[[ Selected extract open ]]

The Language of Trump and Twitter I Oxford Open Learning

    Trump and Twitter

    The Language of Trump and Twitter

    Since its launch in 2006, the micro-blogging site Twitter has greatly changed the dynamics between politicians and the general public. Once we would have depended on the media to glean what elected officials might be thinking or feeling. Now we can come close to seeing their thoughts relayed in a short, sharp post on their Twitter page. Recognising this as a potential minefield, many politicians rely on a press team to compose and check their tweets. For example, during his presidency, Barack Obama made it clear when it was genuinely him posting by signing his tweets with his initials. All the other posts during his presidency were written for him, a fact which generated its own controversy.

    Now step forward his successor, Donald J. Trump. No one politician has so challenged the norms of interaction than Trump, with his Twitter account a regular source of contention. Whilst he, too, has a social media manager, Dan Scavino Jr., he does compose and post his own tweets. The evidence for this is simple: any social media manager who knows that the president’s tweets are going out to an audience of (at the time of posting) 70.6 million followers would presumably take the time to proofread and check them. Yet, infamously, Trump has often posted out messages which don’t quite adhere to such protocol.

    When he posted the misspelling ‘covfefe’ at the end of one of his tweets in 2017, the response was immediate and often humorous, going viral within hours. Whilst ‘covfefe’ was likely to refer to ‘coverage’, it didn’t stop a million memes pondering possible uses for the word. At a more senior level, Democrat Mike Quigley decided to use covfefe as an acronym for a newly proposed bill, the COVFEFE Act, requiring the preservation of all President Trump’s tweets for future generations. Trump is also well-known for using the (real, but rare) adverb ‘bigly’ for emphasis, another word which has drawn a big response online.

[[ Selected extract closed ]]
[[ Records supplied open ]]

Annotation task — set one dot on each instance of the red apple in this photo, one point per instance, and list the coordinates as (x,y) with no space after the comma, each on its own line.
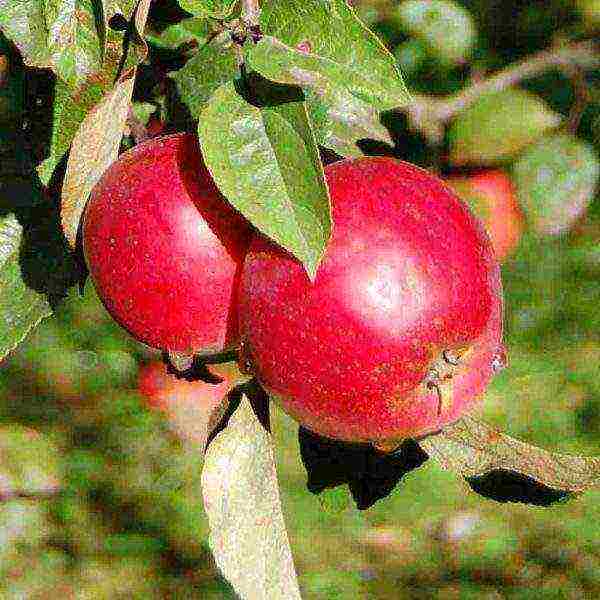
(401,331)
(491,196)
(165,249)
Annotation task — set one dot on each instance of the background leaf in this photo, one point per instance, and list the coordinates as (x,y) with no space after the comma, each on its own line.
(241,498)
(265,161)
(447,28)
(474,449)
(340,120)
(71,105)
(96,143)
(555,180)
(217,9)
(23,22)
(499,126)
(21,307)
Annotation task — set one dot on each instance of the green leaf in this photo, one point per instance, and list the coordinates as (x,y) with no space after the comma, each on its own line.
(555,181)
(447,28)
(184,32)
(21,308)
(335,500)
(69,110)
(264,158)
(278,62)
(29,463)
(23,22)
(217,9)
(74,39)
(241,498)
(212,66)
(340,120)
(499,126)
(331,30)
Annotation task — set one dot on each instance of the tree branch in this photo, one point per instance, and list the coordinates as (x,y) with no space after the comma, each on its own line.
(428,114)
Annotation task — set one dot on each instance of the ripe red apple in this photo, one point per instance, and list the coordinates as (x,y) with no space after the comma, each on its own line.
(491,196)
(401,331)
(165,249)
(191,407)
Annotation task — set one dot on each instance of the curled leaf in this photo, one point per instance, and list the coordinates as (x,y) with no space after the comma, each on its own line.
(96,144)
(482,454)
(241,498)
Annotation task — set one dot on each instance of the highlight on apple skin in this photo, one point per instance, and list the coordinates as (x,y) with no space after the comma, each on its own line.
(401,331)
(165,249)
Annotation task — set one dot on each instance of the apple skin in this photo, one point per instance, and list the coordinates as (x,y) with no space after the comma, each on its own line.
(408,274)
(165,249)
(491,196)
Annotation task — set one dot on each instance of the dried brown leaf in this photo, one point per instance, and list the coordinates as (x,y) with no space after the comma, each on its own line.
(95,146)
(474,449)
(241,498)
(96,143)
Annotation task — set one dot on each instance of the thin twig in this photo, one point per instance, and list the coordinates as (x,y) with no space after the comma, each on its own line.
(428,114)
(251,13)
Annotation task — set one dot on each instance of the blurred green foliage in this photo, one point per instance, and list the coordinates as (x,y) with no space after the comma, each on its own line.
(113,507)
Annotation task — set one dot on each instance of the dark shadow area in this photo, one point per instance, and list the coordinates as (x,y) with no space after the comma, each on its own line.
(507,486)
(370,474)
(262,93)
(47,264)
(199,369)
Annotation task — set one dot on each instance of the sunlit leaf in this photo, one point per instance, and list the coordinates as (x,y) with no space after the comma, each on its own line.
(74,39)
(21,307)
(212,66)
(278,62)
(217,9)
(264,159)
(71,105)
(24,22)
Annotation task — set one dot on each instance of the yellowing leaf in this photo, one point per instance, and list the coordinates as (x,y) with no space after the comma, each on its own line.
(241,498)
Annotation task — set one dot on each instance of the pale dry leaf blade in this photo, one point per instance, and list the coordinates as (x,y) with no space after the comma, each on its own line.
(95,146)
(241,498)
(97,141)
(474,449)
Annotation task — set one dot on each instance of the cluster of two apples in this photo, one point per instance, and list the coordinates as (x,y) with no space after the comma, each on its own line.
(398,335)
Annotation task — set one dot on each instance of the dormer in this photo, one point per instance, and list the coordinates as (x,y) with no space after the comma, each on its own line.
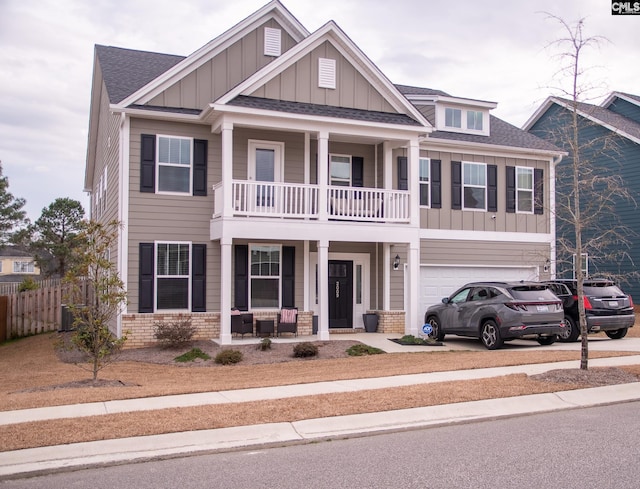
(464,116)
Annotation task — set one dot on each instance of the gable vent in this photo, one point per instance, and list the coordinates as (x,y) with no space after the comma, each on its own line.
(326,73)
(272,42)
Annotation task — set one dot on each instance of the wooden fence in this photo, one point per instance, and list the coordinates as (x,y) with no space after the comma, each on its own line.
(34,311)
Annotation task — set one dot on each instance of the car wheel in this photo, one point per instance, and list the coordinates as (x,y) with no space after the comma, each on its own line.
(616,334)
(490,335)
(571,331)
(436,333)
(547,340)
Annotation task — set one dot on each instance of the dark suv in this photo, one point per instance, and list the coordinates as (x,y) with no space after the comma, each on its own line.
(607,308)
(498,311)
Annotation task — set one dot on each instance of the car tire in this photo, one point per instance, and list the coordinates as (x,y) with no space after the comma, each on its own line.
(547,340)
(436,333)
(617,334)
(572,331)
(490,335)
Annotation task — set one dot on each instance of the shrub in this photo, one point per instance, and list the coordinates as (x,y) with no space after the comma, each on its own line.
(228,357)
(306,349)
(360,350)
(28,284)
(191,355)
(174,333)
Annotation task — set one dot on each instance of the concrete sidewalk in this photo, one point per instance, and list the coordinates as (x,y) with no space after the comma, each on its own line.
(48,459)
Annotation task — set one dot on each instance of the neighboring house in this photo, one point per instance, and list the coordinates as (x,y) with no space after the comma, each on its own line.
(610,135)
(16,265)
(275,167)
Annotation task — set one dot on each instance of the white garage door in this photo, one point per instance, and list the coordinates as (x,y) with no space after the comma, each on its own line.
(437,282)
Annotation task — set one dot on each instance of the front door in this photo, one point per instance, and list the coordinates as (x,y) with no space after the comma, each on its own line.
(340,294)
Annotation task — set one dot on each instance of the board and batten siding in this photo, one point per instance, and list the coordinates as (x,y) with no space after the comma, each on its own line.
(448,218)
(299,83)
(157,217)
(226,70)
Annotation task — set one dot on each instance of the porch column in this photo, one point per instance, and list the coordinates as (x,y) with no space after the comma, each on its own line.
(227,169)
(323,175)
(413,319)
(323,289)
(225,291)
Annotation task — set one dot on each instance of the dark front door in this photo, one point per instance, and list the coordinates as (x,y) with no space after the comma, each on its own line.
(340,294)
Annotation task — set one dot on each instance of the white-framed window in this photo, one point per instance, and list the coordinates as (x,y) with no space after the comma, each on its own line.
(23,267)
(175,164)
(272,41)
(326,73)
(264,276)
(173,275)
(340,170)
(453,117)
(524,190)
(424,171)
(474,186)
(474,120)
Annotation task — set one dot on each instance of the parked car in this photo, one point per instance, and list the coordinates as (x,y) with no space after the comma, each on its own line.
(496,312)
(607,308)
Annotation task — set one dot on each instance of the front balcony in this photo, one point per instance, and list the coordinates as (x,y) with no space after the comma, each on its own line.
(302,201)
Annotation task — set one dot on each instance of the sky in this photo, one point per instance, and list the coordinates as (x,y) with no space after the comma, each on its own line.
(489,50)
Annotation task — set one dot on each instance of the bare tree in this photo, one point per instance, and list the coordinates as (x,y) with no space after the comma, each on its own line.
(589,188)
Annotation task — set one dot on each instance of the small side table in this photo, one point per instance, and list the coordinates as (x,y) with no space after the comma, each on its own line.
(265,326)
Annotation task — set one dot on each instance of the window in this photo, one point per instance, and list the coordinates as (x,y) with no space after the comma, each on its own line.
(474,186)
(173,275)
(326,73)
(453,117)
(474,120)
(174,164)
(425,164)
(264,270)
(272,41)
(340,170)
(524,190)
(23,267)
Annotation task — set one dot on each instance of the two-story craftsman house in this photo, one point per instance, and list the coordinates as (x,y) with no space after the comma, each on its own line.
(275,168)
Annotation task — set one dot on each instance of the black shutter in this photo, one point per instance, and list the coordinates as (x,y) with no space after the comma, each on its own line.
(436,184)
(456,185)
(511,189)
(145,282)
(538,191)
(241,282)
(288,276)
(357,171)
(198,277)
(148,163)
(492,188)
(200,167)
(403,173)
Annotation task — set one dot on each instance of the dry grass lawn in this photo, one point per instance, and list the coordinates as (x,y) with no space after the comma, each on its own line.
(32,363)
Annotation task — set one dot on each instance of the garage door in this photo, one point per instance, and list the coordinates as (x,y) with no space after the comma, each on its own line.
(437,282)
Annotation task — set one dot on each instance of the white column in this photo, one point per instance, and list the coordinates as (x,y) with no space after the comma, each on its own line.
(323,175)
(227,169)
(225,291)
(413,319)
(323,289)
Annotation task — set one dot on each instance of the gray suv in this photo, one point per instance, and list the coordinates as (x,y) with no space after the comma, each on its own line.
(498,311)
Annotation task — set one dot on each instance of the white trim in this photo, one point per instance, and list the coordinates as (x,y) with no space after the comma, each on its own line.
(507,237)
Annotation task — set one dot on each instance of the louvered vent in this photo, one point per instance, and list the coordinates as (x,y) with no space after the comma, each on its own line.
(272,42)
(326,73)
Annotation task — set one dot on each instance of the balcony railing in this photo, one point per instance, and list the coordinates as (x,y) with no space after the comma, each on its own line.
(299,201)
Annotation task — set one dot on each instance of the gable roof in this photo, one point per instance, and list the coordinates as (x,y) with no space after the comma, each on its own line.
(600,115)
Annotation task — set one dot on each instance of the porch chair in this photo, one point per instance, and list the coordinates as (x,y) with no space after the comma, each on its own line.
(287,321)
(241,323)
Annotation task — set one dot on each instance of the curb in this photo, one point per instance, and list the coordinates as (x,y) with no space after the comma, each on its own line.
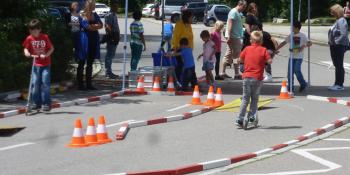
(198,167)
(317,42)
(123,131)
(328,99)
(22,110)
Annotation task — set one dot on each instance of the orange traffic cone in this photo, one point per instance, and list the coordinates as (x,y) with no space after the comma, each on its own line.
(171,86)
(219,101)
(156,85)
(78,140)
(90,136)
(102,135)
(210,97)
(284,91)
(196,100)
(140,84)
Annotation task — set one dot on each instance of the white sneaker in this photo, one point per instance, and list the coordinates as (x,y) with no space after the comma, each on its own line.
(268,78)
(336,88)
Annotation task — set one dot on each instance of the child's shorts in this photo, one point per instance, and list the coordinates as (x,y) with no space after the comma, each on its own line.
(208,66)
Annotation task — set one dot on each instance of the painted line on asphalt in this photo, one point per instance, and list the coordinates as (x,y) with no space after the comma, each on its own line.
(336,139)
(119,123)
(16,146)
(180,107)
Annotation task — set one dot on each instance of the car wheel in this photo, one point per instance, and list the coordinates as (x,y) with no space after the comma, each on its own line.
(211,22)
(175,18)
(194,20)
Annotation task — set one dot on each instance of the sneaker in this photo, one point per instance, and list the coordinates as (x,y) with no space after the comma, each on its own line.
(46,108)
(268,78)
(91,88)
(225,76)
(112,76)
(336,88)
(251,119)
(239,123)
(238,77)
(35,107)
(302,88)
(219,78)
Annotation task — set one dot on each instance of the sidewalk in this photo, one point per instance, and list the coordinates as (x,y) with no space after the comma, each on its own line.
(319,34)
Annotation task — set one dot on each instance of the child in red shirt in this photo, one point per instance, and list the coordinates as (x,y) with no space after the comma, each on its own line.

[[ Records supplied closed ]]

Task to complete: Reproduce the passage of the Trump and Twitter article starting with "Since its launch" and going on through "its own controversy.". The rows stand apart from the Trump and Twitter article.

Result of this task:
Since its launch in 2006, the micro-blogging site Twitter has greatly changed the dynamics between politicians and the general public. Once we would have depended on the media to glean what elected officials might be thinking or feeling. Now we can come close to seeing their thoughts relayed in a short, sharp post on their Twitter page. Recognising this as a potential minefield, many politicians rely on a press team to compose and check their tweets. For example, during his presidency, Barack Obama made it clear when it was genuinely him posting by signing his tweets with his initials. All the other posts during his presidency were written for him, a fact which generated its own controversy.